Exercise aim: If a line of the data below holds the string "petal", copy it.

(Spatial localization data)
══════════════════════════════
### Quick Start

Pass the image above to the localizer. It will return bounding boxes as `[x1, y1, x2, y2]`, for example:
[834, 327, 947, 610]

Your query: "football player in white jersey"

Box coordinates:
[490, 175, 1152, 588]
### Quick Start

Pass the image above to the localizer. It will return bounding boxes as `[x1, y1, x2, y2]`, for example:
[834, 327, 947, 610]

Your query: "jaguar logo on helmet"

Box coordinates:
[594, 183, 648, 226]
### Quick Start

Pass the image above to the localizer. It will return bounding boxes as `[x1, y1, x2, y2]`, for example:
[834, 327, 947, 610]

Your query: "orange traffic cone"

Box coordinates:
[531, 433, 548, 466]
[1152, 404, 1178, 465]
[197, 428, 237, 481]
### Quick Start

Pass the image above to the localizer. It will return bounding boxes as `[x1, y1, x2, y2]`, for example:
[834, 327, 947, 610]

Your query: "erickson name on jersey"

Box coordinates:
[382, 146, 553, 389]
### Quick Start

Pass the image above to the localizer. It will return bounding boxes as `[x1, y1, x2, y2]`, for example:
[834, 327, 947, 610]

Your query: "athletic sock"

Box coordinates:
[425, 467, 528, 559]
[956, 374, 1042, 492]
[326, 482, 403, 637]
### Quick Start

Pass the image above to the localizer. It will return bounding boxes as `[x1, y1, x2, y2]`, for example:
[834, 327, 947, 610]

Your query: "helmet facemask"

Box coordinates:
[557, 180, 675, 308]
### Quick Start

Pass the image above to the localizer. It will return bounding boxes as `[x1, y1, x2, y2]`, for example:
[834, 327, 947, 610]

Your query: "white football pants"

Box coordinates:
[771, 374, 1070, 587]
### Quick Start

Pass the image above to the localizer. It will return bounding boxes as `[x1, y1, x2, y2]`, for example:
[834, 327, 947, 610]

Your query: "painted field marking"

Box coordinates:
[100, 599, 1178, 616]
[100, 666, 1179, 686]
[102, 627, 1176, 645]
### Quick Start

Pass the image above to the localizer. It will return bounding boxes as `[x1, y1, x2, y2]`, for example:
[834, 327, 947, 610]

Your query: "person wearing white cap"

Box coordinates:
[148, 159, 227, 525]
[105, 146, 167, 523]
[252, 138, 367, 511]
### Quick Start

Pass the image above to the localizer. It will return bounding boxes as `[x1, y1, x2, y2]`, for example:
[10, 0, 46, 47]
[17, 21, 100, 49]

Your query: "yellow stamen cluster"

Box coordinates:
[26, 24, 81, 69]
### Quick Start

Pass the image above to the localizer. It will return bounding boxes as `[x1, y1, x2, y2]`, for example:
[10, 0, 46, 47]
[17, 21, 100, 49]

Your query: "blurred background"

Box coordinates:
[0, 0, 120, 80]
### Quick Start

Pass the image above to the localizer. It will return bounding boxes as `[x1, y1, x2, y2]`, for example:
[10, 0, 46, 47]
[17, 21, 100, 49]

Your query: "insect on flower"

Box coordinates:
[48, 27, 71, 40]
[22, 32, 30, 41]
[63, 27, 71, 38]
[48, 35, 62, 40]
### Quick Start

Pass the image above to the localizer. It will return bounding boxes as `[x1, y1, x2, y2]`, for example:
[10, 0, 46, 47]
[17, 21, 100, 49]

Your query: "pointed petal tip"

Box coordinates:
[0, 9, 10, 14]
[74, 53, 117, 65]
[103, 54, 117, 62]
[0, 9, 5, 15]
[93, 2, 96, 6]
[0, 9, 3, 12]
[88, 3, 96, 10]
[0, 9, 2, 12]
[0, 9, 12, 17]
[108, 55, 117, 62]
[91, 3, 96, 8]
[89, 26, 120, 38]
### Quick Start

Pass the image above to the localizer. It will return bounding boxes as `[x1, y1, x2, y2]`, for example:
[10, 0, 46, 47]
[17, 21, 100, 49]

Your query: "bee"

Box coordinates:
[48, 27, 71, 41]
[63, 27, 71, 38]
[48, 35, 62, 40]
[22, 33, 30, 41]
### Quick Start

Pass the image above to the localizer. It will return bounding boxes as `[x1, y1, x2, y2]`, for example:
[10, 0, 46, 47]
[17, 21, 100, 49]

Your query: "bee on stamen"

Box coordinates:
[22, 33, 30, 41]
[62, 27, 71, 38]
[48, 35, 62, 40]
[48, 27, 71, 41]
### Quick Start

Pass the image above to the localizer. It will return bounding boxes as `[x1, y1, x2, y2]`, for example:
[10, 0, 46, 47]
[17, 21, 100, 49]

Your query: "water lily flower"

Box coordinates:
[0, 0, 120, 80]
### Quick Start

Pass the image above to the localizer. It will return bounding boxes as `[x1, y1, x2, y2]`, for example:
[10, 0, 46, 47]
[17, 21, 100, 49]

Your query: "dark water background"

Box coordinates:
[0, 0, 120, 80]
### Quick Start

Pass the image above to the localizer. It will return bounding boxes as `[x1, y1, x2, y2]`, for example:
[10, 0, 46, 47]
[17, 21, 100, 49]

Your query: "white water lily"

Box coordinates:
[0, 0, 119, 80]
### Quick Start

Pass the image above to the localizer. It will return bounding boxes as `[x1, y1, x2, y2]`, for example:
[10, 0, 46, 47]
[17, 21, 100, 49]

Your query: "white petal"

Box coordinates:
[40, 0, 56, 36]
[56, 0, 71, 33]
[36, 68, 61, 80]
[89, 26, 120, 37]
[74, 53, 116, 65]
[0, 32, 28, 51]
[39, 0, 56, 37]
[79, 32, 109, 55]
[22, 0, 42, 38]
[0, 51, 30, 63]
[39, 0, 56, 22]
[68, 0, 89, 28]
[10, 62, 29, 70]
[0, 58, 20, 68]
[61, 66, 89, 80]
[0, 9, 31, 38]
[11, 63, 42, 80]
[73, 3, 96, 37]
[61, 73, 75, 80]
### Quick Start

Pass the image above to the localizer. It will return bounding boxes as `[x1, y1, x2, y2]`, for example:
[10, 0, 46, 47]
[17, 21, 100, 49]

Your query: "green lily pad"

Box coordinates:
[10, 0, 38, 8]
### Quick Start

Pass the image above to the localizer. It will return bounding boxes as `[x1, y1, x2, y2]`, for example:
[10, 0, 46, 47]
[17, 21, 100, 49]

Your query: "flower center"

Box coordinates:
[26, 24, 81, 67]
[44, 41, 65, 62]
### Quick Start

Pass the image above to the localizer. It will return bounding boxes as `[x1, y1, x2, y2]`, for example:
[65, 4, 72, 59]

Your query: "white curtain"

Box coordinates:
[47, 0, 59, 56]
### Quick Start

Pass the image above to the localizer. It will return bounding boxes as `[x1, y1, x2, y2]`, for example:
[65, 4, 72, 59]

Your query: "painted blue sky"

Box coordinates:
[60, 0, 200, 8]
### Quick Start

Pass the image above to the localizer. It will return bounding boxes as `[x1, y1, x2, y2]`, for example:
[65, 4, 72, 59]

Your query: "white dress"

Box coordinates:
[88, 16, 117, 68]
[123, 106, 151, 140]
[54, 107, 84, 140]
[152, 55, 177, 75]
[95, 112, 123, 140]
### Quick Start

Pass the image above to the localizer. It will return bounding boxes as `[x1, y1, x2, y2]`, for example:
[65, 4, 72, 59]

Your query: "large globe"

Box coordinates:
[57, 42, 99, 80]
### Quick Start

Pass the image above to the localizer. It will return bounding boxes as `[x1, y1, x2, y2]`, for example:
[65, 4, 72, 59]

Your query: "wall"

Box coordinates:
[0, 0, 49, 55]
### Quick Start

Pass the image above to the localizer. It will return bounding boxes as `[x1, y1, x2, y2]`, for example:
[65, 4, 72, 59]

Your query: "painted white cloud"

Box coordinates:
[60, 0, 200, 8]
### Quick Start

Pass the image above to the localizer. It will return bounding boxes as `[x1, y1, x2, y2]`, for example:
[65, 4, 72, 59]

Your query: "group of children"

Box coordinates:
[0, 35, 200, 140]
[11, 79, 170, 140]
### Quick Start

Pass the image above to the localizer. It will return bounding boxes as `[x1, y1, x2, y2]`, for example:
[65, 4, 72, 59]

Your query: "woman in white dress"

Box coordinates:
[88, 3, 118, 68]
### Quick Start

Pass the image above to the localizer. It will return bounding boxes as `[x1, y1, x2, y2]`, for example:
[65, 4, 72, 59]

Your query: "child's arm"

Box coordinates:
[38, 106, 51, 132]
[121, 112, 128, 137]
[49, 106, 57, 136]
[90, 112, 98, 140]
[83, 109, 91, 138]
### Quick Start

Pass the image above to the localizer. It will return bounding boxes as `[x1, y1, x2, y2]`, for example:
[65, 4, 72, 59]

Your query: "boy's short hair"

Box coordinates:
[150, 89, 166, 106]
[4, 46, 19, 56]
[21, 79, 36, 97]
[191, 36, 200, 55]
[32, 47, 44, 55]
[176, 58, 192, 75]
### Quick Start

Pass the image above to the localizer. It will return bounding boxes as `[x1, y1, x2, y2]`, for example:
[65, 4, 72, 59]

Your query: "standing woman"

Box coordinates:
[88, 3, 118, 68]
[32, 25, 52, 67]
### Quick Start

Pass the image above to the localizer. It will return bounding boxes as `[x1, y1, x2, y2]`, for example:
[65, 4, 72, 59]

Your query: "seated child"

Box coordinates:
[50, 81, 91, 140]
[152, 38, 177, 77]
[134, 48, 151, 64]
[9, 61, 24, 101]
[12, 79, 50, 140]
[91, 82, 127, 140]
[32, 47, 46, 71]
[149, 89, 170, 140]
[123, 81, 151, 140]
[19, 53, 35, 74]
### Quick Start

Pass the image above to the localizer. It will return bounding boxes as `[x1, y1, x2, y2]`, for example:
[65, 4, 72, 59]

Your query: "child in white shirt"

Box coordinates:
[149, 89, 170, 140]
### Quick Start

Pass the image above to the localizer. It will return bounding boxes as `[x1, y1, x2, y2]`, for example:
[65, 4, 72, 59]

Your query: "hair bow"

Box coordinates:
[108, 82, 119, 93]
══════════════════════════════
Answer to the problem:
Your query: "pointed petal tip"
Your query: "white petal"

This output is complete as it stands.